For the most part, Fields spends his time preaching to the choir - little effort is made to present opposing side viewpoints until late in the film, with almost every scene acting as a public service announcement in support of the old theaters - which makes the narration asides a bit of a mistake. Fields lets the events tell the story, with title cards supplying key information at times, but (perhaps) to pad the running time, Fields tosses in a light history of movie theaters. Considering the audience, there’s nothing here we don’t already know: movie palaces took over for vaudeville as a more economical entertainment in the early part of the 20th century; movies went big and wide following the rise of television; the rise of in-theater advertising, ticket prices, and the ever-obnoxious cell phone usage has created a drop-off in multiplex attendance in recent years. All of this takes us off the track, even if such information is somehow new to you. (There’s an interview with a home theater enthusiast that offers nothing to the movie’s main point about movie houses.)

As a chronicle of these fights for theater survival, the film is just too dry. One scene, late in the movie, records an important vote regarding the Indian Hills’ potential status as a city landmark. Fields captures the scene on a single camera, with few cuts, and for a while, it feels like we’re watching public access.

The film’s lack of objectivity also gets in the way. Not in the sense that Fields is too biased in his reporting; after all, that’s the point of the whole film, and besides, he does remember to toss in some comments from folks who seem a bit more grounded in reality than the Indian Hills’ supporters (one gentleman goes so far as to say theater preservation is simply not feasible in this era, and he’s a supporter of theater preservation). No, the problem is that Fields is just too friendly with the Indian Hills gang, and he doesn’t seem aware that quite often, the IHPS membership can get mighty loony. He fails to ask the tough questions of this group. (Do they really think their lofty, poorly designed preservation plan is doable? That’s a question rarely asked of any of these preservation leaders: they want to preserve, but then what?) And late in the film, when these people really turn up the goofy meter, Fields remains on tiptoes, possibly afraid to paint them as crazies. (At one point, one of them begins yelling at the unseen security guard he’s convinced is lurking inside the theater, spying on them.) Oh, what a documentarian with a keen eye for the weirdness in people might have done with such a group.

### Problem 1
Answer these questions about the film review above:
(a) What does the vote recorded late in the movie concern?
(b) How does Fields film that vote scene?
(c) Who does one Indian Hills supporter start yelling at?
### Problem 2
Write a continuation of the film review about the theater-preservation documentary, starting right after its final sentence.

Object point labels:
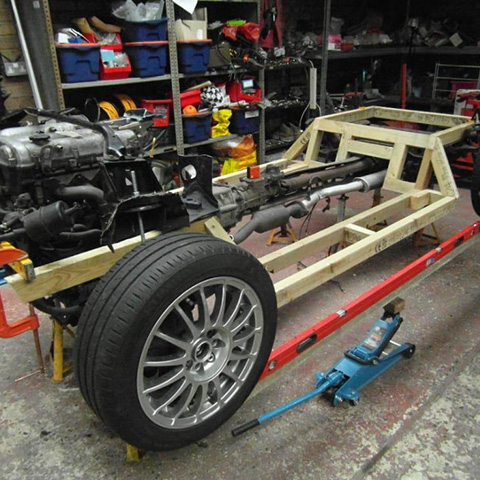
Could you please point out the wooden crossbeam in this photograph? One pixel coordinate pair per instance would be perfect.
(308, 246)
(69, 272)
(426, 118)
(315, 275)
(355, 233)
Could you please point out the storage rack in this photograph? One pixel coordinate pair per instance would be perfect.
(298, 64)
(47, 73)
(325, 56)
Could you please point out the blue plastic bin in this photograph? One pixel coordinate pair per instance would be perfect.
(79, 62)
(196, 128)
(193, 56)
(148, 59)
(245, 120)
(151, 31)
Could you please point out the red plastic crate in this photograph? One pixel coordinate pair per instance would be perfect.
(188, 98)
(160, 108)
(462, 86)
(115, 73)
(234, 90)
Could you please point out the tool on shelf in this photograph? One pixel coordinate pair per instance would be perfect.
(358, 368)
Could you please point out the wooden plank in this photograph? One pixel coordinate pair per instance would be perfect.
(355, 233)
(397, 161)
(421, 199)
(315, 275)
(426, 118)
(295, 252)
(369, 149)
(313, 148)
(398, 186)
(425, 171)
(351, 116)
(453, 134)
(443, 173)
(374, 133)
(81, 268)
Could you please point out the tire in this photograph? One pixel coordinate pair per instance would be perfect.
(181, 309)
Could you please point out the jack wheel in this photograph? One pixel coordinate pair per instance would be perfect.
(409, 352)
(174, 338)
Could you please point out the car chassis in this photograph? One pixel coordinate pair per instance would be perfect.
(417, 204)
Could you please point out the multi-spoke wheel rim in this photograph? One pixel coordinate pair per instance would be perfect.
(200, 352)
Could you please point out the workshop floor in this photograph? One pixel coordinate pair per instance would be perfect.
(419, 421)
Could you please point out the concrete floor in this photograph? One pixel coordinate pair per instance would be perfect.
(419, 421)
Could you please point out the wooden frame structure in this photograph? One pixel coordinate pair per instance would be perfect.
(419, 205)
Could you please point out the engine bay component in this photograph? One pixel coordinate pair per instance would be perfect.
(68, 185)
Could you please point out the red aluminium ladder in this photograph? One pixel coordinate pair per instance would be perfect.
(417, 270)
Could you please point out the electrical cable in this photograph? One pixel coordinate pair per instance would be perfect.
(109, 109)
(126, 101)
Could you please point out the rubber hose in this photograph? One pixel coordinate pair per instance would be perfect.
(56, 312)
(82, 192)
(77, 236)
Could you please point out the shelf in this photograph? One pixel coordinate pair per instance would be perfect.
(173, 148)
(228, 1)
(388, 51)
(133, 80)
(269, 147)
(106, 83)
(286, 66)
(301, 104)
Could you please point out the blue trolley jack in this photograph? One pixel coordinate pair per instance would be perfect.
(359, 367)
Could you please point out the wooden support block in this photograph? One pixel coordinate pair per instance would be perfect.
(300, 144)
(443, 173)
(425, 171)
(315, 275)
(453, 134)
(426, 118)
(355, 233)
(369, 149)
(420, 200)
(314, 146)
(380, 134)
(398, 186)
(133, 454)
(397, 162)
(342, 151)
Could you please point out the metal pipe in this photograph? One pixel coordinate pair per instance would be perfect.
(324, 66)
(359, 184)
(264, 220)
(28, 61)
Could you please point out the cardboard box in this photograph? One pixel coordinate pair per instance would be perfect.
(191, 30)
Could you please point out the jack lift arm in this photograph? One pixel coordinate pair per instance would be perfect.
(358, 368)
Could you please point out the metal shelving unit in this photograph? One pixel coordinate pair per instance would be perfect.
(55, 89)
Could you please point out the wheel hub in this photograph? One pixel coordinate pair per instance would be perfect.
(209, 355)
* * *
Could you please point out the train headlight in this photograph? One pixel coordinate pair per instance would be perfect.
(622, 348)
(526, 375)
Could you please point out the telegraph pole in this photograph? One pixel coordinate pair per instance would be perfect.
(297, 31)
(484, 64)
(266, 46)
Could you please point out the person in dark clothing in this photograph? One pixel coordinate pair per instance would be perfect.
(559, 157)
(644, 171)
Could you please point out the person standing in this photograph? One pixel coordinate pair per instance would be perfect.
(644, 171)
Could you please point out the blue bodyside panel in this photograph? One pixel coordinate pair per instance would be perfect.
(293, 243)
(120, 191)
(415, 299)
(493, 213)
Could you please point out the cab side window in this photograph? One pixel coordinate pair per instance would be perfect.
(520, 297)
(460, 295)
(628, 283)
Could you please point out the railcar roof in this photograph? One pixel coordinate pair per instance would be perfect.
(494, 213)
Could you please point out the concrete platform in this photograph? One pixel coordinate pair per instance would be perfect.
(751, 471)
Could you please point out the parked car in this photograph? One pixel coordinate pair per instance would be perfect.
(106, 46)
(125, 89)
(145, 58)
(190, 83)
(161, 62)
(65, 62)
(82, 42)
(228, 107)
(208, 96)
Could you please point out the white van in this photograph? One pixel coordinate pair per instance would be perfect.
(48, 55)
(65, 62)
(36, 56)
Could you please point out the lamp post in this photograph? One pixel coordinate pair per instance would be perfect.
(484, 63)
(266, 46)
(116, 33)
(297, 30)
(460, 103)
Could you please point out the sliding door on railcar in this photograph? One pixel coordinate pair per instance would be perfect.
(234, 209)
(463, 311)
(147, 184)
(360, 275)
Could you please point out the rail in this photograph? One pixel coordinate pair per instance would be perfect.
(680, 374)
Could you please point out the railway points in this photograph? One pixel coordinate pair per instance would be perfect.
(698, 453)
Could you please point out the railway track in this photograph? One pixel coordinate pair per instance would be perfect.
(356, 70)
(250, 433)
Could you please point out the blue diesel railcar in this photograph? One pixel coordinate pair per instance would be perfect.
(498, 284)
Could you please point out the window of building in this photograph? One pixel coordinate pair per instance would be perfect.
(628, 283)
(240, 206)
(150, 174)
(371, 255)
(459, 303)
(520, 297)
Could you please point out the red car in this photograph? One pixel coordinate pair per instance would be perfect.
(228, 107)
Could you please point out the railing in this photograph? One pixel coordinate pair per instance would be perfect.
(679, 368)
* * *
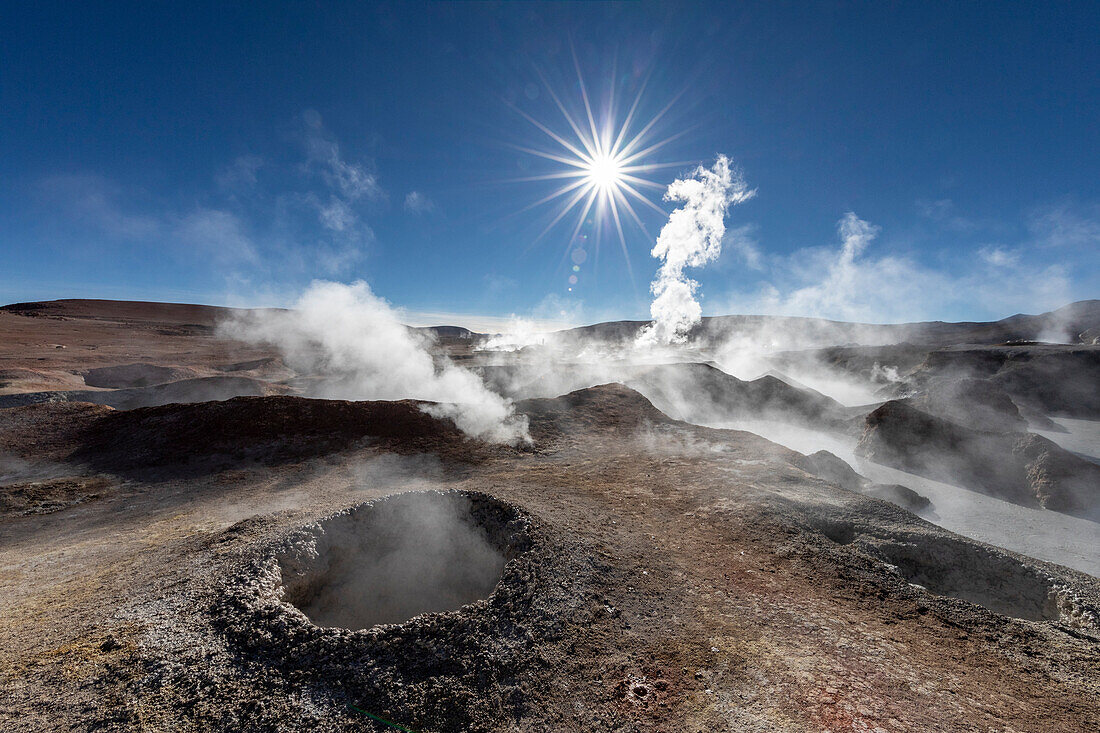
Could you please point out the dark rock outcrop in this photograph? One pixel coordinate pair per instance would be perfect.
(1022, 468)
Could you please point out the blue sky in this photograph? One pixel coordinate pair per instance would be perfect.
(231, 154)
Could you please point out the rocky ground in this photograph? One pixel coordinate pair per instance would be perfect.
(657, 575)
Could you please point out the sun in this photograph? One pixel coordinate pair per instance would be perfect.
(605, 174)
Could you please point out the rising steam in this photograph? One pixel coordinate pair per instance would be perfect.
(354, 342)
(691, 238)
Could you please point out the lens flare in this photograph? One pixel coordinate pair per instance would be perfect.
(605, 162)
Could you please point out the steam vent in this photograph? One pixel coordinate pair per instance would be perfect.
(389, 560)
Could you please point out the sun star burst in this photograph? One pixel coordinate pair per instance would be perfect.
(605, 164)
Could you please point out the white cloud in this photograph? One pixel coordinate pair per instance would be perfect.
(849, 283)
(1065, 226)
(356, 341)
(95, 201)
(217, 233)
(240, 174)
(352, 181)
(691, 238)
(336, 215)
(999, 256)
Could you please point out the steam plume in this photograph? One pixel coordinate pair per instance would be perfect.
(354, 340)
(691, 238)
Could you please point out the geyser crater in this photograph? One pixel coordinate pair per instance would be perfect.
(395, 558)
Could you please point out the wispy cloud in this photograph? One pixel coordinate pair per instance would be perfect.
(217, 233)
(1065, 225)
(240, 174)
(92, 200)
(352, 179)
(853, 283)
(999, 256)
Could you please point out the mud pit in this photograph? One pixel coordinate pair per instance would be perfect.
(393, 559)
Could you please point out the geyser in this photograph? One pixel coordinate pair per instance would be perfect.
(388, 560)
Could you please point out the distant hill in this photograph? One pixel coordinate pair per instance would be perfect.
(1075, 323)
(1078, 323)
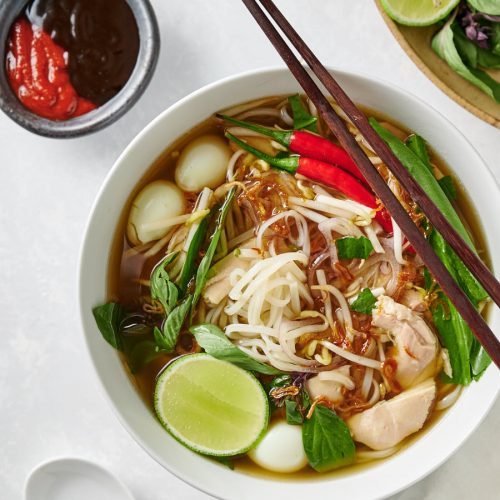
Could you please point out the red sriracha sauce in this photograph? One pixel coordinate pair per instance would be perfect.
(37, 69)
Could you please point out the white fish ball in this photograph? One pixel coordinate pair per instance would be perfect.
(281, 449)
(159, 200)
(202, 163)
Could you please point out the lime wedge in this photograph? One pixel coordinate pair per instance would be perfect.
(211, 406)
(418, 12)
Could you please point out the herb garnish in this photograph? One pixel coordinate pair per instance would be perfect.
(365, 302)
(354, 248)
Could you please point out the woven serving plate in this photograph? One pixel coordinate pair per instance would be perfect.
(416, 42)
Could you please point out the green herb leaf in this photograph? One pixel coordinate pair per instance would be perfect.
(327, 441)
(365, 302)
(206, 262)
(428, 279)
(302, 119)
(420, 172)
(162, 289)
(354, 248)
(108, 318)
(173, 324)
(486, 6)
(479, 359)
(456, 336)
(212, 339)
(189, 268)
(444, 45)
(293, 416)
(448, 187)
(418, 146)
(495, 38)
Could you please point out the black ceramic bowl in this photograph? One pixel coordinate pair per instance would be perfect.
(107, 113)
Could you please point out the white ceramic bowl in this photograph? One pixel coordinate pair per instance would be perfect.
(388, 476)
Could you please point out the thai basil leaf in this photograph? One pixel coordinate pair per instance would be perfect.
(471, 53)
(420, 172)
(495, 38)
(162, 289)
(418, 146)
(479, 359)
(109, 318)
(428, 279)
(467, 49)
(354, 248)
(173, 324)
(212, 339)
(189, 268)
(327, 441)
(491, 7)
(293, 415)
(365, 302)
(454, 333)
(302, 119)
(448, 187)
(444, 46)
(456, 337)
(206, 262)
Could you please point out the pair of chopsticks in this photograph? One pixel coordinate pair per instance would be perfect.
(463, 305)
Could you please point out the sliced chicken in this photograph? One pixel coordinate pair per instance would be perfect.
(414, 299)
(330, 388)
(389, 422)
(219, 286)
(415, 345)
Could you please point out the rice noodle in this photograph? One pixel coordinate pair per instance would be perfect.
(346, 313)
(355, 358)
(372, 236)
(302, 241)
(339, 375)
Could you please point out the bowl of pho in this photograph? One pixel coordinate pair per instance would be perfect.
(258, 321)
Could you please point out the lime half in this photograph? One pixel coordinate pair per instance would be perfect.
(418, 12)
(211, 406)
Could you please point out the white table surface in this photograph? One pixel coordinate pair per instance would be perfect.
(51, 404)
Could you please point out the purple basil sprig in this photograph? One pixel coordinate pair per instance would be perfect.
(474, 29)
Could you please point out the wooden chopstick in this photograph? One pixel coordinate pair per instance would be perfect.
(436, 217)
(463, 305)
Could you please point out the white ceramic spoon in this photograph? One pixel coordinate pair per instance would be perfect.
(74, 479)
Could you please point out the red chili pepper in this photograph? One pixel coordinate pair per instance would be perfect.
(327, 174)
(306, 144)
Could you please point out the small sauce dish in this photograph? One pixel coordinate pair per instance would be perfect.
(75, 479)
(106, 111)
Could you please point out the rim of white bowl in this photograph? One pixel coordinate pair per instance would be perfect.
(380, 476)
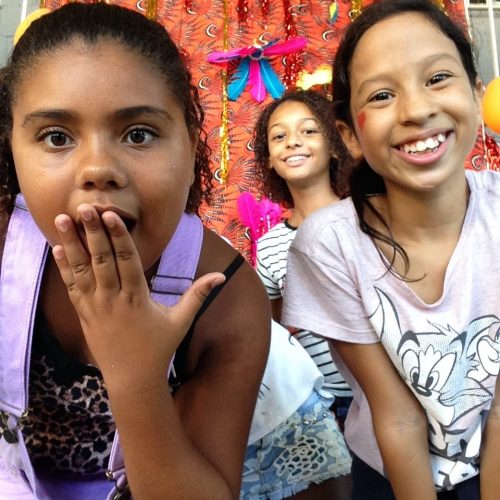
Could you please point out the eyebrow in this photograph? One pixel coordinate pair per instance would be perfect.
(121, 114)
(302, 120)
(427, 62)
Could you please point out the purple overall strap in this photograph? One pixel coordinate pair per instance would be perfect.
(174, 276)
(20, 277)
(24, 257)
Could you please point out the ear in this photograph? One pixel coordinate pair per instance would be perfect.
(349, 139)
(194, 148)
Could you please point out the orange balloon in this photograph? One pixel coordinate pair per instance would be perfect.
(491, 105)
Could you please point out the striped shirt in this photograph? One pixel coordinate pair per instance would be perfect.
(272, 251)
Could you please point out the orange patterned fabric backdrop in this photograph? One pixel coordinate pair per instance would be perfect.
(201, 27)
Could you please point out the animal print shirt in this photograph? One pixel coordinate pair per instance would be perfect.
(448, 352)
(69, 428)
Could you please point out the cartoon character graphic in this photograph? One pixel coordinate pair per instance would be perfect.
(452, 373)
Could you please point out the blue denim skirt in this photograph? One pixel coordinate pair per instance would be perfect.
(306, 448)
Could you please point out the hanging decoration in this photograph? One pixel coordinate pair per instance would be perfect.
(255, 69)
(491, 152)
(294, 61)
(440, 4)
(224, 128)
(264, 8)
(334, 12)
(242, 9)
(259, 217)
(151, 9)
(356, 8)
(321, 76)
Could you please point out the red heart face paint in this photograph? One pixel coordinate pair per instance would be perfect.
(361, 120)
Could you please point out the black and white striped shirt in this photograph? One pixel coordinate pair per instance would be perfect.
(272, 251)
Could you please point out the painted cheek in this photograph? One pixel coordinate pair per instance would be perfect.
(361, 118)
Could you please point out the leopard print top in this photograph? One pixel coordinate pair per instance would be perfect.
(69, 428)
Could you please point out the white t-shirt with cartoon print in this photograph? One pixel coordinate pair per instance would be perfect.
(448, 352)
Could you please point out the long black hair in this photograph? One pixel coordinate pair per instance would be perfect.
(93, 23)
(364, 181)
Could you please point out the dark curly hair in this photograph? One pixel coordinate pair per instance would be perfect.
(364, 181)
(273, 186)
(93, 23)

### Written response 1
(a) The Indian Hills' potential status as a city landmark.
(b) With a single camera and few cuts.
(c) The unseen security guard he's convinced is lurking inside the theater, spying on them.

### Written response 2
But whenever the film seems to be headed in all the wrong directions, something comes along to salvage things. There’s a lengthy discussion midway through the movie in which the Indian Hills’ architect and a few admirers discuss what makes the theater so special, why it worked not only as a great theater, but as great architecture. This is where the film goes absolutely right. Here, it’s a celebration of movie palaces as palaces. Why couldn’t the whole film be more of this?

Yes, but Fields remains too close to his subjects, and what could have been a thoroughly involving study of what made classic theaters so memorable, we simply get a problematic, if enjoyable, look at the life and death of a few very wonderful memories.